* To do
1. Translate this sentence from the forum thread on TV streaming into Spanish: "In its simplest form, Streaming is watching content online - without saving a copy."
2. Answer these questions from the forum thread on TV streaming:
(a) Which services carry Bein Sport Spain?
(b) From which position to which position must the dish be realigned for BeIN MENA?
(c) Which free trial did Pazcat sign up for?
3. Continue the forum thread on TV streaming from the point where it stops.

* Article
Erm - netfluix is streaming, as is filmon
In its simplest form, Streaming is watching content online - without saving a copy.
Saving a copy is downloading.



mrypg9 said:


> Bein looks good...what do I need to do to get that?


Bein Sport Spain is available via Orange TV, Vodafone TV, and Movistar+

BeIN Sport MENA you need a dish, and a Bein Mena card and receiver.


----------



## mrypg9 (Apr 26, 2008)

sat said:


> Erm - netfluix is streaming, as is filmon
> In its simplest form, Streaming is watching content online - without saving a copy.
> Saving a copy is downloading.
> 
> ...


I did say I had dumb questions....but you are all being very gentle with me, thanks!
So...my Movistar Fusion comes with a tv offer which I haven't taken advantage of. Does that include PL, UEFA games? If so, what do I have to do to add it on my tv?

For the BeIN MENA, would my Sky box and 1m dish be OK?
Thanks again


----------



## sat (Jul 20, 2008)

mrypg9 said:


> So...my Movistar Fusion comes with a tv offer which I haven't taken advantage of. Does that include PL, UEFA games? If so, what do I have to do to add it on my tv?


Depends if you take that package.
Its like Sky, they will offer you various packages at various prices, and obviously sport will be premium



mrypg9 said:


> For the BeIN MENA, would my Sky box and 1m dish be OK?


The dish yes, but it will need realinigng from 28 east (Sky UK), to 26 east (BeIN MENA),
No you cannot use your Sky UK box - as that is designed purely for Sky UK.
(It will not even work with SKy Italia or Sky Germany).
YOu need a dedicated BeIN MENA receiver and card.


----------



## Pazcat (Mar 24, 2010)

Can you sign up to BeIN online only or do you have to have a specific connection with a provider?

I signed up for the Netflix free trial last night and must say it is pretty underwhelming, unless they finish it I doubt I will continue with it.

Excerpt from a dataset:
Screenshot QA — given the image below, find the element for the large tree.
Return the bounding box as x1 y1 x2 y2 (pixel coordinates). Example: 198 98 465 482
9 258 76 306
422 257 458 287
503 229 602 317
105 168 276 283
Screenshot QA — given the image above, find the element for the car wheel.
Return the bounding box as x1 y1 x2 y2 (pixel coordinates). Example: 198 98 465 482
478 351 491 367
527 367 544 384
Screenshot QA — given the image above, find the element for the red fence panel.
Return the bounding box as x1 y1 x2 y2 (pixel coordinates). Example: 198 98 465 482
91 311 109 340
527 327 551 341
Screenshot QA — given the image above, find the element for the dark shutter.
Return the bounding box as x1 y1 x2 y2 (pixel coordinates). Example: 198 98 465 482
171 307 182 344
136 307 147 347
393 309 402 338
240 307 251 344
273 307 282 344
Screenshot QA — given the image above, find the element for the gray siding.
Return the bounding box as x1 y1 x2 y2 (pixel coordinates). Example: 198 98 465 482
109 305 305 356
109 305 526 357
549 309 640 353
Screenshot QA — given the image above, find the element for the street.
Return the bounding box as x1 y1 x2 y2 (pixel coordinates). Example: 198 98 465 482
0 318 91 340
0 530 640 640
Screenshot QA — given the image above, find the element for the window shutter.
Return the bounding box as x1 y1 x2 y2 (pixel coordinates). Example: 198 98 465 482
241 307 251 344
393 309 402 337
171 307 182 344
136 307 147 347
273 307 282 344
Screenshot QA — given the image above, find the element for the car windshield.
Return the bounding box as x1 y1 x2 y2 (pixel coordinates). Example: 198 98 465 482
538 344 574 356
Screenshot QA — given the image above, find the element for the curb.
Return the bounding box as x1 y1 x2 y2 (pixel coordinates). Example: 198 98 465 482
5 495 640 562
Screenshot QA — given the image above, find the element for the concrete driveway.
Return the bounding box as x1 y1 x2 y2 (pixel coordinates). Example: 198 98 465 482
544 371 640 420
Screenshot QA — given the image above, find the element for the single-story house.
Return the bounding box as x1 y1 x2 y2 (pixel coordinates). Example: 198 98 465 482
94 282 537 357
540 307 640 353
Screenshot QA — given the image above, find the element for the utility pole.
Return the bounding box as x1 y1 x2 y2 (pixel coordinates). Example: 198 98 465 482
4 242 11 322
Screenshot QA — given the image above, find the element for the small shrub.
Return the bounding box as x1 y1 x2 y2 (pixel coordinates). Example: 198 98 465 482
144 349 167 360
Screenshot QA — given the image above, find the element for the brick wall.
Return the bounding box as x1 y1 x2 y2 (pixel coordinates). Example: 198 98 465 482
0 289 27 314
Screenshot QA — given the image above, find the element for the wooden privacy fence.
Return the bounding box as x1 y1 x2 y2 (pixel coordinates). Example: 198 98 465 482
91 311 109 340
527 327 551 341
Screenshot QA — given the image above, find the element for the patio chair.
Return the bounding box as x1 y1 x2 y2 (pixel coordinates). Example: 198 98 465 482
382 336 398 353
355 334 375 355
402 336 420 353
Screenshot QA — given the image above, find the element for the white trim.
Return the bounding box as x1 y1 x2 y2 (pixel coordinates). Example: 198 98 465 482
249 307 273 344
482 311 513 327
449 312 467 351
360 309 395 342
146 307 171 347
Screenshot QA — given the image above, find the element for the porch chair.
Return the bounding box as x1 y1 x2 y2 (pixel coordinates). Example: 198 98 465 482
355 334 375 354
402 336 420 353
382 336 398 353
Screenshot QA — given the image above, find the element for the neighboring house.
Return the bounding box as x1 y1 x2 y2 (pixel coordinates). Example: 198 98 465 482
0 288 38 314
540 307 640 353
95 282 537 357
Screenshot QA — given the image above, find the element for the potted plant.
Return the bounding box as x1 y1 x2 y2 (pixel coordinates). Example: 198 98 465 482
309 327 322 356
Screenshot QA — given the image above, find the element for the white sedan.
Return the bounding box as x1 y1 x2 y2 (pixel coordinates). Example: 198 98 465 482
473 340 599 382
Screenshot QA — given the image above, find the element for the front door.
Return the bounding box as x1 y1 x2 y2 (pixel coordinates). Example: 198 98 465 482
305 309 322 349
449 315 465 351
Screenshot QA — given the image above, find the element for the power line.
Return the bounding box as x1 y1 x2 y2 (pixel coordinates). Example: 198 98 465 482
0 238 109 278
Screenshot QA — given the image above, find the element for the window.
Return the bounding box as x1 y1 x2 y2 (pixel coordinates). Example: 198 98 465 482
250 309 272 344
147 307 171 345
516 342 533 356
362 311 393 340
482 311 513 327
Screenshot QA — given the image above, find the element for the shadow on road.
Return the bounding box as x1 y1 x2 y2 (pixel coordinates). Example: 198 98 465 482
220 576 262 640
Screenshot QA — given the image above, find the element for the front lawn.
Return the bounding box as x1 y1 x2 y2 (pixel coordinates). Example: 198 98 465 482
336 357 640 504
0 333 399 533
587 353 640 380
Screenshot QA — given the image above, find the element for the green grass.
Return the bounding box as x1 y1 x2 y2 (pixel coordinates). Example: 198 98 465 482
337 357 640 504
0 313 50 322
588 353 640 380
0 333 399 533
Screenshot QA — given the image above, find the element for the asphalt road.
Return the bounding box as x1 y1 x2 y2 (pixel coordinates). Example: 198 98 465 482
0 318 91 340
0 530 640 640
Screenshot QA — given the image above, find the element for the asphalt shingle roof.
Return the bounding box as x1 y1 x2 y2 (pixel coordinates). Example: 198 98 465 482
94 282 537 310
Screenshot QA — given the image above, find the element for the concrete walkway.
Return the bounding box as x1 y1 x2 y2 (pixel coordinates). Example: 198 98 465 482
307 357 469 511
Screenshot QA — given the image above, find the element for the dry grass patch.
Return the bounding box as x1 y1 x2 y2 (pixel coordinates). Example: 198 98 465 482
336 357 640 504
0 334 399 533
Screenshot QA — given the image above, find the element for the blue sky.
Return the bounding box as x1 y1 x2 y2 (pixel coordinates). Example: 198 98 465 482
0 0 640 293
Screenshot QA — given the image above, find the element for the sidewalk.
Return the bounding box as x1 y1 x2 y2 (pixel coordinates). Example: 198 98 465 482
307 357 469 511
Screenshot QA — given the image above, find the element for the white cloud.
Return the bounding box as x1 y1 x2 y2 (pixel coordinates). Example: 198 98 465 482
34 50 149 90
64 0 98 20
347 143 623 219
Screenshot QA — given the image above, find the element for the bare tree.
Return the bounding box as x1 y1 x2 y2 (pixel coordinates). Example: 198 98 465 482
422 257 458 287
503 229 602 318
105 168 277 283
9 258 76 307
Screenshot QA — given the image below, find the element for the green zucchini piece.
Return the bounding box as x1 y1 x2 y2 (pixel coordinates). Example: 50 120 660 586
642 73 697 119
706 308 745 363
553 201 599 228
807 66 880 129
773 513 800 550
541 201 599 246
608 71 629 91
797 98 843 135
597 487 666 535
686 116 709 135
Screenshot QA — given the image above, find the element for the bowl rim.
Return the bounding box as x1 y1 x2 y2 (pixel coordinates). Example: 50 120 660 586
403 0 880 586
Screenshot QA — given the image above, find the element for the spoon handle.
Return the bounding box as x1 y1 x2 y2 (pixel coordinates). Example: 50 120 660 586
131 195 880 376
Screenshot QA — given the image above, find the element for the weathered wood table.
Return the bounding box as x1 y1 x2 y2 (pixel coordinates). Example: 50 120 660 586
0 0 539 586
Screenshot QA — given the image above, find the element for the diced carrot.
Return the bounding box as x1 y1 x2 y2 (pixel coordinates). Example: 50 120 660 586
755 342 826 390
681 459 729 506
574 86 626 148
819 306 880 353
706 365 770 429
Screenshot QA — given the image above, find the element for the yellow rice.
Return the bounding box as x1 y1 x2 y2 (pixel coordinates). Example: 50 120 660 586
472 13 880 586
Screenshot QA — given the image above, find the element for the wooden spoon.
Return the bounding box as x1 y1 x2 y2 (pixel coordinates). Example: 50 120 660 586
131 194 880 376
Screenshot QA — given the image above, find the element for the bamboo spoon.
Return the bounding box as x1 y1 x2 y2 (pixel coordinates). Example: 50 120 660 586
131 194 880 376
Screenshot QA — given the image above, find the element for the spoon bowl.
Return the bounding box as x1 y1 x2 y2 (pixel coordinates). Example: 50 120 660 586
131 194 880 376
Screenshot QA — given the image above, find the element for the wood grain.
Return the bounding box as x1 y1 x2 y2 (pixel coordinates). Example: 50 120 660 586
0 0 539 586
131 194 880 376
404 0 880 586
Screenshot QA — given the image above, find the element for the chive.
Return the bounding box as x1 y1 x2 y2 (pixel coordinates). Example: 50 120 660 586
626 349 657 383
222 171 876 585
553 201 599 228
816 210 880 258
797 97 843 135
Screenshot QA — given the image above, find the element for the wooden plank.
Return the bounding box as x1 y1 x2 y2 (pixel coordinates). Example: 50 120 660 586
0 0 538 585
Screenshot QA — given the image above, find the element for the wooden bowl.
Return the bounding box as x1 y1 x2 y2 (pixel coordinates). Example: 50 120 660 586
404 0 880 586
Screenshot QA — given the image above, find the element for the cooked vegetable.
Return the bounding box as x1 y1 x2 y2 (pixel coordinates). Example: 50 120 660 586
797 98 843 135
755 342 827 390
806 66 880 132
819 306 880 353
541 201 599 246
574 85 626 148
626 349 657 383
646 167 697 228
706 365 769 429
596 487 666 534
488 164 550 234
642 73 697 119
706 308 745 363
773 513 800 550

* Task results
1. En su forma más simple, el streaming consiste en ver contenido en línea, sin guardar una copia.

2.
(a) Orange TV, Vodafone TV, and Movistar+
(b) From 28 east to 26 east
(c) The Netflix free trial

3.
Nice idea but I'll probably watch what I want to watch in the free month.


----------



## sat (Jul 20, 2008)

Pazcat said:


> Can you sign up to BeIN online only or do you have to have a specific connection with a provider?


You can watch BeIN Sports Spain direct via their website, once you sign up.
https://www.beinsportsconnect.es/

BeIN Sports MENA is a bit more complicated, as you require a mobile phone registered to a MENA country for activation - for both online AND satellite.


----------



## mrypg9 (Apr 26, 2008)

sat said:


> You can watch BeIN Sports Spain direct via their website, once you sign up.
> https://www.beinsportsconnect.es/
> 
> BeIN Sports MENA is a bit more complicated, as you require a mobile phone registered to a MENA country for activation - for both online AND satellite.


Do you get PL and UEFA Champions matches from that link, and any idea how much?
Thankyou again for your patience and helpxx


----------



## sat (Jul 20, 2008)

mrypg9 said:


> Do you get PL and UEFA Champions matches from that link, and any idea how much?
> Thankyou again for your patience and helpxx


They have rights for Spain for the EPL and Champs League.
But unlike BeIN MENA, they only show one 3pm Saturday kickoff, like the rest of the EU broadcasters.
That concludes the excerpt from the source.